> _What is asked_: Write out the entries word for word, covering everything from the line that contains "Practice step: label each instance of the green" down to the end of the entries and nothing else.

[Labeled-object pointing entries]
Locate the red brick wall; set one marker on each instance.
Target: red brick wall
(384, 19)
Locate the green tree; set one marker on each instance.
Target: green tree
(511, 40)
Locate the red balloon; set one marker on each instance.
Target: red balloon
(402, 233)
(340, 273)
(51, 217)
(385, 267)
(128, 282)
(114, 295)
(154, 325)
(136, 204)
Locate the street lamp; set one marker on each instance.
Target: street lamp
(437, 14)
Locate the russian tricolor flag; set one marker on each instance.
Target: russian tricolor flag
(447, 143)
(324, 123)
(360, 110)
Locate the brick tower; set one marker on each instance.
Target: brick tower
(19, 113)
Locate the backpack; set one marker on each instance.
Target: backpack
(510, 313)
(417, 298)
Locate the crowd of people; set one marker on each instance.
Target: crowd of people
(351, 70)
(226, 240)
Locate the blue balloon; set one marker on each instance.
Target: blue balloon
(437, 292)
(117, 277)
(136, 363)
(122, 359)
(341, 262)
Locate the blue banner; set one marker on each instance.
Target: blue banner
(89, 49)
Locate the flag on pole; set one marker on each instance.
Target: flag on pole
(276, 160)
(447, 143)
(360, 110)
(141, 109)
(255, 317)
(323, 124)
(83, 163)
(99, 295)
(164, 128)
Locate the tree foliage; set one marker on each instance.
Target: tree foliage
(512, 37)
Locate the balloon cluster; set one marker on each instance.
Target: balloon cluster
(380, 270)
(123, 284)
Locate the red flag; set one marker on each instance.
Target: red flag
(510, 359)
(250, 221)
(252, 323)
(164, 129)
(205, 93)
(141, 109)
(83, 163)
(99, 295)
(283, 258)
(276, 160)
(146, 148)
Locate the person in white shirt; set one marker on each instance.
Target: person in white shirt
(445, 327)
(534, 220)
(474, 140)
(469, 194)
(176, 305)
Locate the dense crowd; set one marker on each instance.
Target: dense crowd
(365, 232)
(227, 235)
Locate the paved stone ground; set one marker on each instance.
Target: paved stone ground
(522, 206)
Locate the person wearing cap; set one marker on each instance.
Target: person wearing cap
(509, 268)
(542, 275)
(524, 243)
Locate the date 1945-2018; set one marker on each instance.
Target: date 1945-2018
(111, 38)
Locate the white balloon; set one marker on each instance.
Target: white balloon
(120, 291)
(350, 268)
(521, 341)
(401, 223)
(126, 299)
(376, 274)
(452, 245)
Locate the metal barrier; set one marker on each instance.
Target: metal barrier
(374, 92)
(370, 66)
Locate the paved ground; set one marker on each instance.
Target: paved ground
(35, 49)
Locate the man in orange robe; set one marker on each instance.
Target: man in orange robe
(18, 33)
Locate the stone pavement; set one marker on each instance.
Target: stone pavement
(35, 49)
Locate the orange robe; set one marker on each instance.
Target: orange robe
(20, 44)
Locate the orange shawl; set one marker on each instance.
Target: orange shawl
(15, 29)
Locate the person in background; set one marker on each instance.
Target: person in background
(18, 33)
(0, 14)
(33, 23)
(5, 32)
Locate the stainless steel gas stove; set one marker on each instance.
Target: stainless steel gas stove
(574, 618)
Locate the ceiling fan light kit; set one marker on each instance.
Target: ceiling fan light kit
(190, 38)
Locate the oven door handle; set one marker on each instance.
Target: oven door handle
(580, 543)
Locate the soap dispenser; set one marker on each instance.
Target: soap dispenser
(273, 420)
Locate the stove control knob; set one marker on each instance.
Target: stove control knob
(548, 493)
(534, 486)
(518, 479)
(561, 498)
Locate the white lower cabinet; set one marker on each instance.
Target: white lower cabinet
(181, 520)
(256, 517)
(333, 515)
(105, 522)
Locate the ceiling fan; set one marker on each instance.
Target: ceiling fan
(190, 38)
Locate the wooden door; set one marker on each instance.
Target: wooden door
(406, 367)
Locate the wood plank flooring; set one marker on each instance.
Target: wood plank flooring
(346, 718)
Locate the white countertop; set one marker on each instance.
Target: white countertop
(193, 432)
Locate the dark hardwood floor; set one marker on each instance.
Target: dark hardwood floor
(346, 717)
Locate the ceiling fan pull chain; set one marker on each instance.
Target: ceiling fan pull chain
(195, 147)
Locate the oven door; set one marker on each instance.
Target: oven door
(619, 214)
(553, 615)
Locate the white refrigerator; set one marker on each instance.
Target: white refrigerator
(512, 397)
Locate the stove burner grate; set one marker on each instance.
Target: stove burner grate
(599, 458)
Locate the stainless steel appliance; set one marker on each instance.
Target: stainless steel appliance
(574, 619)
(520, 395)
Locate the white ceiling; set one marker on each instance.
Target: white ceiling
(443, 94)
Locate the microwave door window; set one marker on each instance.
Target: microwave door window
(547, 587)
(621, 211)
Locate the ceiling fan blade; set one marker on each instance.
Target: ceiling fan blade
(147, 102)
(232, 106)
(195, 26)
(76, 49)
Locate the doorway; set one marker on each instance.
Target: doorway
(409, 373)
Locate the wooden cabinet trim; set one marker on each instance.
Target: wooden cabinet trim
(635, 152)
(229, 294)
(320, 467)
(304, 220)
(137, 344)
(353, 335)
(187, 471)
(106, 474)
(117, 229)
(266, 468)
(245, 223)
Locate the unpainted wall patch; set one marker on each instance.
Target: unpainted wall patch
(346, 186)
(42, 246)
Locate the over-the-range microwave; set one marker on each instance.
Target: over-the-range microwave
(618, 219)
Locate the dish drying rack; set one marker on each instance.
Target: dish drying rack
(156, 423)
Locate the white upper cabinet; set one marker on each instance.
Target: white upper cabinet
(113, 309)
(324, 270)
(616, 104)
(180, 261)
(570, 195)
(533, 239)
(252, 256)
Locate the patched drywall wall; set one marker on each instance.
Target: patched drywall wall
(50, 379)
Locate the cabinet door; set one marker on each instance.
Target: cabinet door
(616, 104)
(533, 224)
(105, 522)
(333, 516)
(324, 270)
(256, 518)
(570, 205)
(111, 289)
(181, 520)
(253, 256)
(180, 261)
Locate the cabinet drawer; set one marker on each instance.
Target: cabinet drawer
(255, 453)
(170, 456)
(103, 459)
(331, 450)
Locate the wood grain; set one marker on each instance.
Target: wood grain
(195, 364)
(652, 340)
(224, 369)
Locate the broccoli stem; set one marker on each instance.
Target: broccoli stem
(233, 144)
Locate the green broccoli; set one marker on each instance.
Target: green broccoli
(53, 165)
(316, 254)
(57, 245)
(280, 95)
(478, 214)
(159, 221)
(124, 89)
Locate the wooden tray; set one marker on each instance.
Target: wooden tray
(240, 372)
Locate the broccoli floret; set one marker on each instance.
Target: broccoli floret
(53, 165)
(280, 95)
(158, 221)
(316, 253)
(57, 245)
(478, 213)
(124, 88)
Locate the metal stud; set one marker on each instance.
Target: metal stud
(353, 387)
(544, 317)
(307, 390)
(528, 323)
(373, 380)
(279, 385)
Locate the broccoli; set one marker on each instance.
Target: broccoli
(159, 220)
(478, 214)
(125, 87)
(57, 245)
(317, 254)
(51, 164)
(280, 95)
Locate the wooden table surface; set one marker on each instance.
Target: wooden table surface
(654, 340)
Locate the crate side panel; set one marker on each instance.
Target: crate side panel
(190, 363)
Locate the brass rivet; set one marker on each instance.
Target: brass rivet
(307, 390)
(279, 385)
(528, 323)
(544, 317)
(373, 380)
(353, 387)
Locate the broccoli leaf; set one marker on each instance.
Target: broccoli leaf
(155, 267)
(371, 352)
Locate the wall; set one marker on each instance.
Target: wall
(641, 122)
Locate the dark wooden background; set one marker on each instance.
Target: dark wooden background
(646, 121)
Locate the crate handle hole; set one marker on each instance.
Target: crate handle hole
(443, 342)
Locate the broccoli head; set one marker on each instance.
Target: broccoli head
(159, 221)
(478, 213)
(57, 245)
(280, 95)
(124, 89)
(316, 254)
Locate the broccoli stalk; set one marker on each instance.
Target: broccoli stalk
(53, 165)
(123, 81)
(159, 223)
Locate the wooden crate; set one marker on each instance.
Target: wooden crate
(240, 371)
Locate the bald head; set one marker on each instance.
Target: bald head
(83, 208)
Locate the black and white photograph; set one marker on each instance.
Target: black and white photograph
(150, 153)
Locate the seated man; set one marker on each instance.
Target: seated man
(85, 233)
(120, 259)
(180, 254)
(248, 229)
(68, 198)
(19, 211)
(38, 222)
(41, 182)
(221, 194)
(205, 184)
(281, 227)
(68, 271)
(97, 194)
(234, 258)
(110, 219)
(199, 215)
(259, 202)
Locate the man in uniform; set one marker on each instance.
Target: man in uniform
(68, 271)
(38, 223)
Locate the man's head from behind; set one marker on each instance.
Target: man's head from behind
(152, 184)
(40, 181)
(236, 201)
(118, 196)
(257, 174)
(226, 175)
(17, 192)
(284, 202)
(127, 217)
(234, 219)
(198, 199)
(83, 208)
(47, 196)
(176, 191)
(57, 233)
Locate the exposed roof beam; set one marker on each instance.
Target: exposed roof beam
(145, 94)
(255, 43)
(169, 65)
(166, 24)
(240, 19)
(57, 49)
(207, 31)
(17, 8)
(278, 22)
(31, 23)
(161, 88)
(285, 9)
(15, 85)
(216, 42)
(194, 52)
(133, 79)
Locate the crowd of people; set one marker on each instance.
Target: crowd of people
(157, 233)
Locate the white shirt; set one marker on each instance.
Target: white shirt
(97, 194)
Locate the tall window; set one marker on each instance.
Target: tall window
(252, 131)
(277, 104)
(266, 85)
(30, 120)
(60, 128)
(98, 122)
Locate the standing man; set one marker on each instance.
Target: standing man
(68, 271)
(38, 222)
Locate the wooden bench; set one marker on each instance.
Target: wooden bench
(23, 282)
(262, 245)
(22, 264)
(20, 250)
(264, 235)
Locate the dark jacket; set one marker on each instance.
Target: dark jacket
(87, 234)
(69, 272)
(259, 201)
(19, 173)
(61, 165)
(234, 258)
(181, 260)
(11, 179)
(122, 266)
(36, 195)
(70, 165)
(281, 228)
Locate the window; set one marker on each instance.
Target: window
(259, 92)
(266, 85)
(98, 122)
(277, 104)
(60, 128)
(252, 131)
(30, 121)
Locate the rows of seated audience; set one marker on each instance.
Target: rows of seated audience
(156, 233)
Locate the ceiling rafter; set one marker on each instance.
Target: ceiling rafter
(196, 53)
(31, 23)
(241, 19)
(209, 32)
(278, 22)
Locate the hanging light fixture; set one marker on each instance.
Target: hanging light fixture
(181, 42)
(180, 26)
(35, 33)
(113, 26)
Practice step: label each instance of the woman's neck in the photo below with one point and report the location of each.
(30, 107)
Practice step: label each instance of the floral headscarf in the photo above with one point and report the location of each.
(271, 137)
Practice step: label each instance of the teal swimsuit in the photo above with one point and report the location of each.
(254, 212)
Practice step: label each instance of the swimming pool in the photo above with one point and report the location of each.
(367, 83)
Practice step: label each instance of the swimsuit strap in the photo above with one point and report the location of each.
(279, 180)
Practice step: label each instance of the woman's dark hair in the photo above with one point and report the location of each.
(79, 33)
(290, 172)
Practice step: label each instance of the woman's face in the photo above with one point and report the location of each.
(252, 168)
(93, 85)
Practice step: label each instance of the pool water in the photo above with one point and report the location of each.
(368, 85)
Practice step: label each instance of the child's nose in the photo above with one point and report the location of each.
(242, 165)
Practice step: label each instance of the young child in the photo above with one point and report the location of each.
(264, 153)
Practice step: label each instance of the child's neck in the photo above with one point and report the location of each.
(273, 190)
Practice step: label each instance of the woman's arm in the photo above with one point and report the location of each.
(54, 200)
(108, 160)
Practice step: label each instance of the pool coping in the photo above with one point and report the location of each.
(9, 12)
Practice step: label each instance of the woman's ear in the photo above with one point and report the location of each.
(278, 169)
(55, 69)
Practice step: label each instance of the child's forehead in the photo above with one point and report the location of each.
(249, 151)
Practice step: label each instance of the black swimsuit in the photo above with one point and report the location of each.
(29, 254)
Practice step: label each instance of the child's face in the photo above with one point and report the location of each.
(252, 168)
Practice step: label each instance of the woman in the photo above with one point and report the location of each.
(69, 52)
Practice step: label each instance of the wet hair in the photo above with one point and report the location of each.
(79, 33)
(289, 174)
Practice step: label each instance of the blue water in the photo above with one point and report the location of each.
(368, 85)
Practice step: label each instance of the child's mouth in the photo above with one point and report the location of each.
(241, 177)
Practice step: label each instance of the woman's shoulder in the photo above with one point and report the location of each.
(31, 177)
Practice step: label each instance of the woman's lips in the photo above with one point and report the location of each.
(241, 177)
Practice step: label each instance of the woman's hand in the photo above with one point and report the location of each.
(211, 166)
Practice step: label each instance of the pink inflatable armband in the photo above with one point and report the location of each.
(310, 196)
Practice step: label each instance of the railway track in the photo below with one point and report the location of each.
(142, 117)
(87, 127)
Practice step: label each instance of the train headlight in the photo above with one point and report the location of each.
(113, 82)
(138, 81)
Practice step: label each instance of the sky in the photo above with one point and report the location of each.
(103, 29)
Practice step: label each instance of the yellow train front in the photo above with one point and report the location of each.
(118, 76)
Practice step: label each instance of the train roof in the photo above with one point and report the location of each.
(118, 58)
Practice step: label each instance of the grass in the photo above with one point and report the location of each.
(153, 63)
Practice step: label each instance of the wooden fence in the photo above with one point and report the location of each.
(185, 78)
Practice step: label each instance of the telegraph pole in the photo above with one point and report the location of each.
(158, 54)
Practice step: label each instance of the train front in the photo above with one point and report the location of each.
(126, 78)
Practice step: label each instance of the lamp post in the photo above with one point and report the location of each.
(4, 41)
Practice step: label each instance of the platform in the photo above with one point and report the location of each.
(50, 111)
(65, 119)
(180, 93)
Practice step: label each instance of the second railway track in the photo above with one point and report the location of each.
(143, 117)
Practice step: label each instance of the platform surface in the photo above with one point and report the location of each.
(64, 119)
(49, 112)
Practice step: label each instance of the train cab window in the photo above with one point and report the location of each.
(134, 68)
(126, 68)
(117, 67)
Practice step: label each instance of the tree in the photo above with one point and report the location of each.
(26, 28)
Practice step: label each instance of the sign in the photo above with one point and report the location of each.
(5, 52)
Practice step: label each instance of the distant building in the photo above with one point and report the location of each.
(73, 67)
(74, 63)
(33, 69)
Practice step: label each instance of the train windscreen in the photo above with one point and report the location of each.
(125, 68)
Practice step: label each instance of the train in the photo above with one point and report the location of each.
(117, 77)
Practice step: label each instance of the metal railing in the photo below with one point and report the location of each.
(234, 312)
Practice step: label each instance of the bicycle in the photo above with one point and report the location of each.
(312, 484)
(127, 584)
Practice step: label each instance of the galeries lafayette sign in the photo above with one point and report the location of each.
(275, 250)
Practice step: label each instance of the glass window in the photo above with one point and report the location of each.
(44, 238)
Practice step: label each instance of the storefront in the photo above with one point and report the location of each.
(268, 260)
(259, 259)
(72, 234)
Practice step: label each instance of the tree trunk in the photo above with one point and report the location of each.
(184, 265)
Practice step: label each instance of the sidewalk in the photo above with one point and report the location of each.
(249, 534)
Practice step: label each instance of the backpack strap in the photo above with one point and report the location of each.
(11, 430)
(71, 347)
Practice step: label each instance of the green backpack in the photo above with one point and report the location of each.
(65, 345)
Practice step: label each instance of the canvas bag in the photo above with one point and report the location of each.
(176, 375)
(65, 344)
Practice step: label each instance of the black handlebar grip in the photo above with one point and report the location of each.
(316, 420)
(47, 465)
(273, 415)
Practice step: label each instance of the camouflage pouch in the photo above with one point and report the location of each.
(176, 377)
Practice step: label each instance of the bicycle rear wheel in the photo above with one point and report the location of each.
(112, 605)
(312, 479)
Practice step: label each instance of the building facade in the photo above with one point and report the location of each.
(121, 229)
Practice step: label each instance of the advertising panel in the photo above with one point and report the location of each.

> _Response to this exercise_:
Practice step: label each instance of the green backpack in the photo above with one point and report the location of each.
(65, 345)
Practice step: label each instance of the canvas bag in the photo above with one point and report the location of each.
(176, 375)
(65, 344)
Practice step: label each instance of the black handlebar grip in the photo above with one point and report the location of each.
(316, 420)
(47, 465)
(273, 415)
Practice step: label each instance of the camouflage pouch in the photo above with one point and report the location of each.
(176, 377)
Practice step: label each instance of the bicycle rear wheel in the photo above with one point and report the location of each.
(112, 605)
(312, 479)
Practice step: label each instance of the building facade in the photo above with one point and report the location of each.
(121, 229)
Practice step: label each instance of the advertising panel in the photo above with one point and report the location of each.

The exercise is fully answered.